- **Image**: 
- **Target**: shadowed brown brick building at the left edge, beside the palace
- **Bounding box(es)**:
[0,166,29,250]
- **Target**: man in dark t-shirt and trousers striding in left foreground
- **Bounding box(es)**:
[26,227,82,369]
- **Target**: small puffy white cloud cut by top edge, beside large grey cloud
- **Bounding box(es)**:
# # # #
__PROBLEM TO WORK ON__.
Exactly as written, give the records again.

__RESULT OF THE EXERCISE__.
- **Image**: 
- **Target**: shadowed brown brick building at the left edge, beside the palace
- **Bounding box(es)**:
[0,166,29,250]
- **Target**: man in dark t-shirt and trousers striding in left foreground
- **Bounding box(es)**:
[26,227,82,369]
- **Target**: small puffy white cloud cut by top edge, beside large grey cloud
- **Bounding box(es)**:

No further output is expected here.